> [Task to carry out]:
Rewrite all of the lines below, requests included, and shift every bounding-box coordinate in the answers up by 78.

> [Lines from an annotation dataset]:
= = = =

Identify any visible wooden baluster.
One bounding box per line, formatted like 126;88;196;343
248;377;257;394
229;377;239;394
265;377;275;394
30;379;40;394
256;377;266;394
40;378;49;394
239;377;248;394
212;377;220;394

= = = =

> [Response to the exercise]:
Identify any visible wooden baluster.
One bounding box per line, formatted like 126;88;196;343
326;455;335;472
307;455;317;472
343;455;353;472
108;457;118;472
334;455;344;472
118;456;127;472
317;455;326;472
290;455;298;472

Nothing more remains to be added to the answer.